*Your objective*: Please explain, based on the text on racism and health equity, why the Alliance's Board of Directors and staff developed their organizational intention on racism, diversity, equity, and inclusion. Keep it to one to three sentences.

*Source text*:
==========

On May 25, 2020, George Floyd died in police custody. The video of his death and the death of Manuel Ellis, Breonna Taylor, Ahmaud Arbery, and countless others spurred protests across the nation dramatically increased our awareness about the devastating effects of police violence and structural and systemic racism. At the unveiling of a new initiative to address racism by the Centers for Disease Control Director, Dr. Rochelle P. Walensky called racism “an epidemic that affects the health of our whole nation.” State and local leaders here and across the country recognize how racism contributes to this crisis, including Washington State Board of Health, Jefferson County Board of Health, King County and Public Health-Seattle, Tacoma-Pierce County Board of Health, Thurston County Board of Health, and Whatcom County Board of Health.

The desire to confront racism and its effects contributed to the Alliance’s Board of Directors and staff developing our own organizational intention regarding racism, diversity, equity, and inclusion, that is now posted on the Alliance website.

The Alliance is committed to becoming an inclusive and anti-racist organization. We pledge to create an environment where all employees and members, regardless of skin color, culture, ethnic origin, gender, sexual orientation, ability, or age, feel valued and have opportunities for growth. We commit to identify, discuss, expose and challenge inequities, including structural racism in healthcare systems across Washington.

This is more than a proclamation. It is also a focus of our work in the coming years. We aim to bring an equity and inclusion lens to all we do and to all we influence.

There are few examples of inequity as stark as COVID-19 and its disproportionate effects on BIPOC communities. Washington State Department of Health data show that 3% of the Black population and 7% of the Hispanic population in Washington have been fully vaccinated, compared to 67% of whites. CDC data report people who are Hispanic make up 13% of Washington’s population, but they are 30% of the reported cases and of those hospitalized, 22% are Hispanic. Other research indicates COVID-19 may reduce life expectancy rates for Black and Hispanic populations at a level 3 to 4 times that of whites.

The confluence of the factors identified above, and many others, prompted the Alliance to look closely at how we can uniquely contribute. As a start, recently, the Alliance’s Quality Improvement Committee and Health Economics Committee approved the use of the Area Deprivation Index (ADI), first created by the Health Resources and Services Administration using American Community Survey data and published by Amy Kind, MD, PhD, and her research team at the University of Wisconsin-Madison, to address inequities in health care in our state.

The ADI enables a ranking based upon 17 indicators from the American Community Survey data including income, education, employment, and housing quality. It is our intention to use the ADI to identify and help us work together to address health inequities in Washington, with a focus on quality and wasteful low-value services. We are grateful to the help and support not only of our committee members, but also our Board of Directors and those who submit data to our voluntary database for helping us make this type of reporting possible in the future. We could not accomplish this without deep commitment by so many.

As Reverend Dr. Martin Luther King, Jr. said, “Of all the forms of inequality, injustice in health is the most shocking and the most inhuman because it often results in physical death.” I look forward to reporting back on the progress of this work to support the change that is long overdue.

==========

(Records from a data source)
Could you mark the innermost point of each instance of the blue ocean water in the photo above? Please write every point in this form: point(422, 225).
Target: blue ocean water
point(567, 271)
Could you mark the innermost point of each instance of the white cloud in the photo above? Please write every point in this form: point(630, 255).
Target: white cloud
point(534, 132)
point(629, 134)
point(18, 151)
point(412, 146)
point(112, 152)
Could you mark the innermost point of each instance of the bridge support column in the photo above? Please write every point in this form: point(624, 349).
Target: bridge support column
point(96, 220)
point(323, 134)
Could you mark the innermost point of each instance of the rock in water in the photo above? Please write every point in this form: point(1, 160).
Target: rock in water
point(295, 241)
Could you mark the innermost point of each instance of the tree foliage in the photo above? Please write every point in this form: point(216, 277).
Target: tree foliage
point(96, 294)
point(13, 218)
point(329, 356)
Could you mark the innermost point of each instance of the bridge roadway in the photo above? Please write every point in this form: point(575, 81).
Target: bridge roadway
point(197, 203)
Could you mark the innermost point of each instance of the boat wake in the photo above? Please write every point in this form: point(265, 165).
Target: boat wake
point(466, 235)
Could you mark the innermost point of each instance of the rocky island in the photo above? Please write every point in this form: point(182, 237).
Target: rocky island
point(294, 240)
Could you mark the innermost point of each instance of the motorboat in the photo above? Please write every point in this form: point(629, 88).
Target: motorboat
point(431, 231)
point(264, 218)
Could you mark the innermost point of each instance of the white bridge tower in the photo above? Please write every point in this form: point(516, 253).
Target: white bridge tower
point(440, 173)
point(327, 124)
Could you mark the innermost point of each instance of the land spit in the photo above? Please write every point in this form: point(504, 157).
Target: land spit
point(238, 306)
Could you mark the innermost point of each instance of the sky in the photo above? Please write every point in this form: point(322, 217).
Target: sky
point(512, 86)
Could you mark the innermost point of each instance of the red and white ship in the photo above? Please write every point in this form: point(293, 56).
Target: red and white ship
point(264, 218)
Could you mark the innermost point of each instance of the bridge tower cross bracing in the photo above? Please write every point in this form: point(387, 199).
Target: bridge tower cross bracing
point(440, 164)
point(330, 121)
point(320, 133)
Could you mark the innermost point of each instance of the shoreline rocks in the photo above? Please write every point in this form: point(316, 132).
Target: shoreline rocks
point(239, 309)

==========

*Task answer*: They developed it because of the desire to confront racism and its effects. The text says this desire contributed to the intention, which is now posted on the Alliance website.